>>>>

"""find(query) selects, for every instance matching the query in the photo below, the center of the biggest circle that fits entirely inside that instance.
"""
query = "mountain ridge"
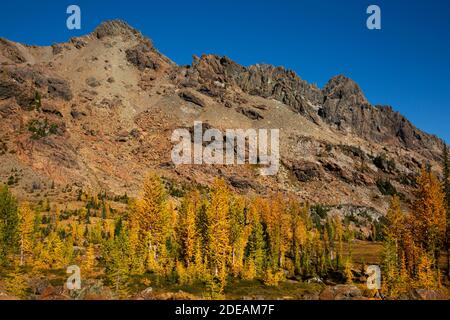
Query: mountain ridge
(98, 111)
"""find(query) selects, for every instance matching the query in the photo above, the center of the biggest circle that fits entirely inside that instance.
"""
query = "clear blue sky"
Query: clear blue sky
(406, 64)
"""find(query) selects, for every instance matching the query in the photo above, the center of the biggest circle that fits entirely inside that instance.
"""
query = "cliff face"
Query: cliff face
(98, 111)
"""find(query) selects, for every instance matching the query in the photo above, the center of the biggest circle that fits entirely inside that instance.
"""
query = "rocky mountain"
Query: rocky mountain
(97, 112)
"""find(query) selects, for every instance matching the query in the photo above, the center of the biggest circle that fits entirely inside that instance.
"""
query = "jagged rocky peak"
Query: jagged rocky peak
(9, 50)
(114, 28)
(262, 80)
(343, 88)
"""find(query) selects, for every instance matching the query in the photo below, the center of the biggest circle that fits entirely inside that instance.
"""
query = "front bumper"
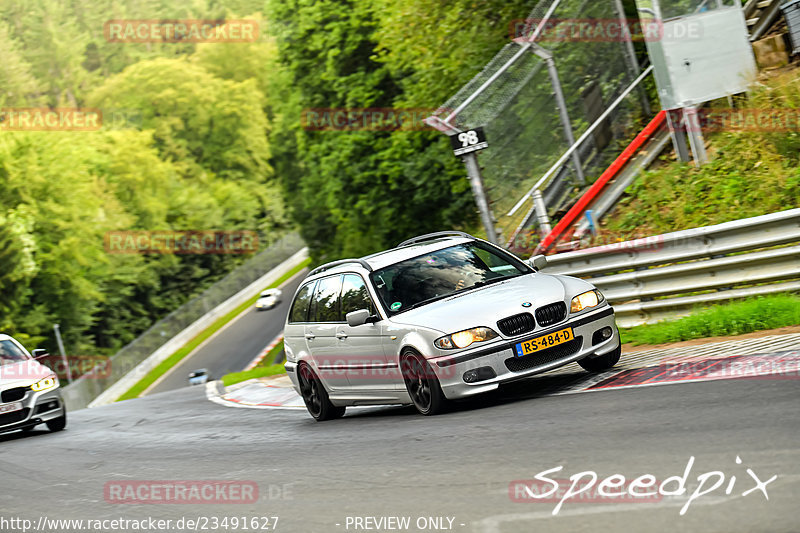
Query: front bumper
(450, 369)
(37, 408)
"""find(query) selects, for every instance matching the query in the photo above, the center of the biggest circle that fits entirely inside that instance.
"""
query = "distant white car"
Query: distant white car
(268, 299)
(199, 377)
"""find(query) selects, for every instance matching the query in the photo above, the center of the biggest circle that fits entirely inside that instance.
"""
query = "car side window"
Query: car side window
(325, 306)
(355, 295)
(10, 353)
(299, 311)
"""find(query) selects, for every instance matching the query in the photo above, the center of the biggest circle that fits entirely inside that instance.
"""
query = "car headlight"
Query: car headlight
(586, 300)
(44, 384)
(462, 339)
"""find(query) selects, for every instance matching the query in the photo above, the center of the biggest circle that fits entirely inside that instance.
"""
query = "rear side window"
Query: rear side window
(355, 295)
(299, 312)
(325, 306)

<<<<

What the task asks:
Extract every line above that contains the word "white", matching case exactly.

Worked solution:
query = "distant white car"
Query: distant white car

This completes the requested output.